[SELECTED EXTRACT]:
+===+

Sacramento Valley Union Labor Bulletin

Owned and Published by the Sacramento Central Labor Council and the Sacramento-Sierra’s Building & Construction Trades Council, official councils of the AFL-CIO

LABOR BULLETIN

A year of hardships ends with hope

By Sheri Williams

When 2020 began, the upcoming elections seemed like the most pressing issue for union members and their families, presenting battlegrounds at the local, state and national level to stop ongoing attacks on working families.

By spring, the coronavirus had upended lives and plans, turning Labor’s attention to its core mission: protecting the lives and safety of working women and men.

“This year has been unlike any other,” said Sacramento Central Labor Council Executive Director Fabrizio Sasso. “I am thankful but not surprised that the family of Labor rose up to meet the challenge and stand together for the good of all.”

As the virus began spreading across our region and across the country, it laid bare social and economic divisions. It quickly became clear that some demographics were at more risk than others. The disease was more deadly not only to the elderly and those with underlying medical conditions, but also to Black and brown workers in jobs that required close contact and in-person work.

+===+

[Referring-expression pointing data]
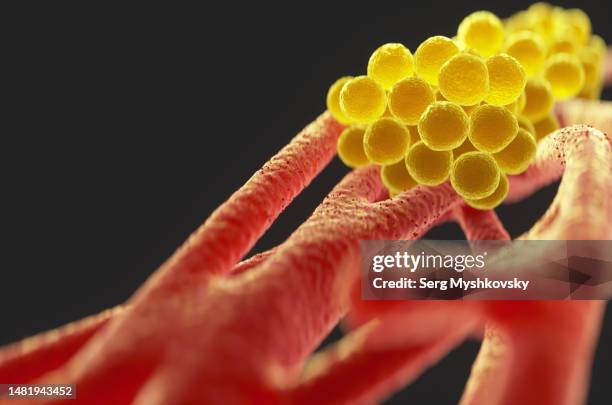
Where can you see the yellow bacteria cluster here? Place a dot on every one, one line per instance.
(468, 109)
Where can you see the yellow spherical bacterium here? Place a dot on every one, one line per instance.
(428, 166)
(565, 74)
(516, 157)
(465, 147)
(363, 100)
(414, 134)
(545, 126)
(333, 100)
(443, 126)
(350, 146)
(475, 175)
(431, 55)
(386, 141)
(525, 124)
(492, 201)
(483, 31)
(396, 177)
(492, 128)
(539, 99)
(507, 79)
(408, 99)
(464, 79)
(389, 64)
(529, 49)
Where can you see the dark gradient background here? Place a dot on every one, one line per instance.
(132, 125)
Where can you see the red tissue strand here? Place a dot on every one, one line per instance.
(205, 329)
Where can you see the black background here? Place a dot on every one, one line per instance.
(126, 128)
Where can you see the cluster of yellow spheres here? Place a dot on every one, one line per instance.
(468, 109)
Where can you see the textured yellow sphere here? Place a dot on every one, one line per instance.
(408, 99)
(492, 201)
(529, 49)
(521, 101)
(363, 100)
(565, 74)
(539, 99)
(389, 64)
(333, 100)
(414, 134)
(482, 31)
(507, 79)
(492, 128)
(431, 55)
(564, 43)
(396, 177)
(526, 125)
(386, 141)
(475, 175)
(465, 147)
(428, 166)
(517, 156)
(350, 146)
(464, 79)
(443, 126)
(545, 126)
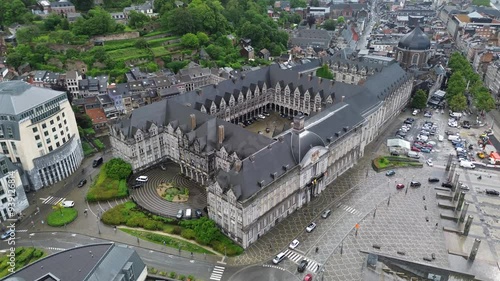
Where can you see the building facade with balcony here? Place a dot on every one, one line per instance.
(254, 181)
(38, 131)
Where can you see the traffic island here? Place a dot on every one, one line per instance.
(62, 217)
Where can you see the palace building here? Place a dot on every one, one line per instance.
(254, 181)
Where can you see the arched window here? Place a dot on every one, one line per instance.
(414, 59)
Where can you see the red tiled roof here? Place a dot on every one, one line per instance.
(97, 115)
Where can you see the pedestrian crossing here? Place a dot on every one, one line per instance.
(296, 258)
(217, 273)
(52, 200)
(55, 249)
(350, 210)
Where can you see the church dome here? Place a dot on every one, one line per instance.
(415, 40)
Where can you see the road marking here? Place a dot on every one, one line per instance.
(54, 249)
(217, 273)
(350, 210)
(52, 200)
(273, 266)
(296, 258)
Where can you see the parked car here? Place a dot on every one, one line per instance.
(7, 234)
(279, 257)
(415, 184)
(425, 150)
(68, 204)
(198, 213)
(326, 213)
(447, 184)
(311, 227)
(142, 179)
(180, 214)
(492, 192)
(82, 183)
(302, 265)
(136, 185)
(294, 244)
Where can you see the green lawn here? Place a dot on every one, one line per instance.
(62, 217)
(87, 149)
(98, 143)
(169, 241)
(24, 256)
(105, 188)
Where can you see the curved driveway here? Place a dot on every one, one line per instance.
(148, 198)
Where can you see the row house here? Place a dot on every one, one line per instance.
(254, 181)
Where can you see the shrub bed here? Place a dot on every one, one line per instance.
(169, 241)
(111, 183)
(388, 162)
(62, 217)
(24, 256)
(204, 231)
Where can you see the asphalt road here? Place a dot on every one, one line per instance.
(57, 241)
(263, 273)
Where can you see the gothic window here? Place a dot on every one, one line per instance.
(414, 59)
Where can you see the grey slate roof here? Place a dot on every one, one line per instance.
(19, 96)
(86, 263)
(261, 156)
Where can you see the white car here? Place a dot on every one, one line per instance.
(142, 179)
(294, 244)
(68, 204)
(311, 227)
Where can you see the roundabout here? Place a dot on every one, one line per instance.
(184, 193)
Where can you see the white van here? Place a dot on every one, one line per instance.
(413, 154)
(278, 258)
(187, 215)
(467, 164)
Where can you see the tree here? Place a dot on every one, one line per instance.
(329, 24)
(324, 72)
(96, 22)
(137, 20)
(83, 5)
(190, 40)
(118, 169)
(458, 102)
(340, 20)
(202, 38)
(419, 100)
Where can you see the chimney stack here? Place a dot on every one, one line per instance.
(192, 117)
(220, 134)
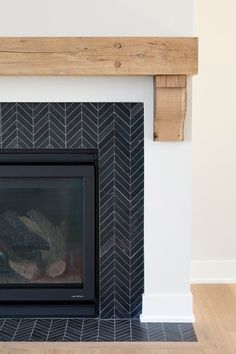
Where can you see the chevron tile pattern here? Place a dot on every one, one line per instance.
(93, 330)
(116, 130)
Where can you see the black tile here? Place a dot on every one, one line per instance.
(122, 331)
(57, 330)
(116, 130)
(24, 330)
(73, 330)
(8, 329)
(106, 331)
(41, 329)
(90, 330)
(156, 332)
(139, 331)
(172, 332)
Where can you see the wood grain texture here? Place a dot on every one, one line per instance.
(214, 309)
(170, 107)
(98, 56)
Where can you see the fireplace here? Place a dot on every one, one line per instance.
(48, 232)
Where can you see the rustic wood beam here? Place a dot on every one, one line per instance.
(168, 59)
(98, 56)
(170, 107)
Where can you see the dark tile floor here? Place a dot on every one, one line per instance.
(93, 330)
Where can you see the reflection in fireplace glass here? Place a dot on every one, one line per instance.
(41, 230)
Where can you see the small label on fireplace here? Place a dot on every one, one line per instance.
(77, 296)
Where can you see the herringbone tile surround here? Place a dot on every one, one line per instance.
(116, 130)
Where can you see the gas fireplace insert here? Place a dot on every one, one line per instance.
(48, 214)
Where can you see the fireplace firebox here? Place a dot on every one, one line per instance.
(48, 253)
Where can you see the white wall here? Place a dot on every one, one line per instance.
(167, 165)
(214, 143)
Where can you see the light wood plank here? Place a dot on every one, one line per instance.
(170, 107)
(98, 56)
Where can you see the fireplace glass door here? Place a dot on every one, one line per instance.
(47, 227)
(41, 230)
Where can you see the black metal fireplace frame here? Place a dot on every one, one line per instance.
(55, 299)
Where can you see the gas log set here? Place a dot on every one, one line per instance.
(32, 246)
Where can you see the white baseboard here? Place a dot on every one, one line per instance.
(167, 308)
(210, 272)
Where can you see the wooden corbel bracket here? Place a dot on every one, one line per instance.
(168, 60)
(170, 107)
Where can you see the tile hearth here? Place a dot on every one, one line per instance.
(93, 330)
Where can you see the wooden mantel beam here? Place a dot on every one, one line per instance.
(168, 59)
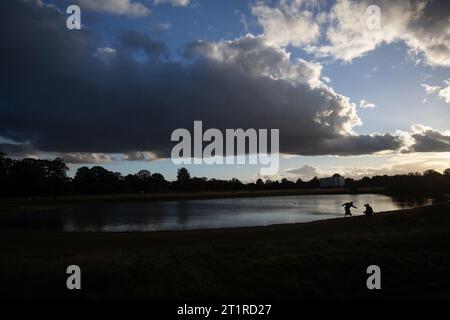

+===+

[ACTIONS TO TAKE]:
[1] List every organization named in the labor bulletin article, counting each only once.
[2] Transcribe part of the labor bulletin article, beginning at the words "By Sheri Williams" and stopping after "on working families.".
[3] Continue the labor bulletin article about 2020 from where it stops.
The data is separate from the labor bulletin article.

[RESPONSES TO THE TASKS]:
[1]
- Sacramento Central Labor Council
- Sacramento-Sierra’s Building & Construction Trades Council
- AFL-CIO

[2]
By Sheri Williams

When 2020 began, the upcoming elections seemed like the most pressing issue for union members and their families, presenting battlegrounds at the local, state and national level to stop ongoing attacks on working families.

[3]
Our union members across hundreds of industries – farmworkers, janitors, construction workers, medical professionals, childcare providers – were quickly deemed essential, but left without the protections they needed and deserved to continue to do their jobs.

Into that void of regulation and common sense, the Sacramento Central Labor Council and the Sacramento-Sierra’s Building and Construction Trades Council joined the fight with Labor organizations across the United States to ensure that workers were protected.

“I am proud to say the Building Trades stepped forward to present some of the strongest and first protocols for returning to work safely,” said SSBCTC Executive Director Kevin Ferreira.

At the Central Labor Council, Sasso and union leaders waged a tough battle to pass first-in-the-nation laws at the Sacramento City Council and county Board of Supervisors giving workers added protections. That included a new ordinance granting all workers in the city and county, not just union members, the right to refuse, without retaliation, an assignment if it seems dangerous. Those protections are set to continue into next year.

The Sacramento Central Labor Council also joined with the Center for Workers’ Rights to create a hotline to help workers navigate safety and health issues. Within weeks, that outreach effort received hundreds of calls and grew to encompass more issues, such as rental and housing assistance.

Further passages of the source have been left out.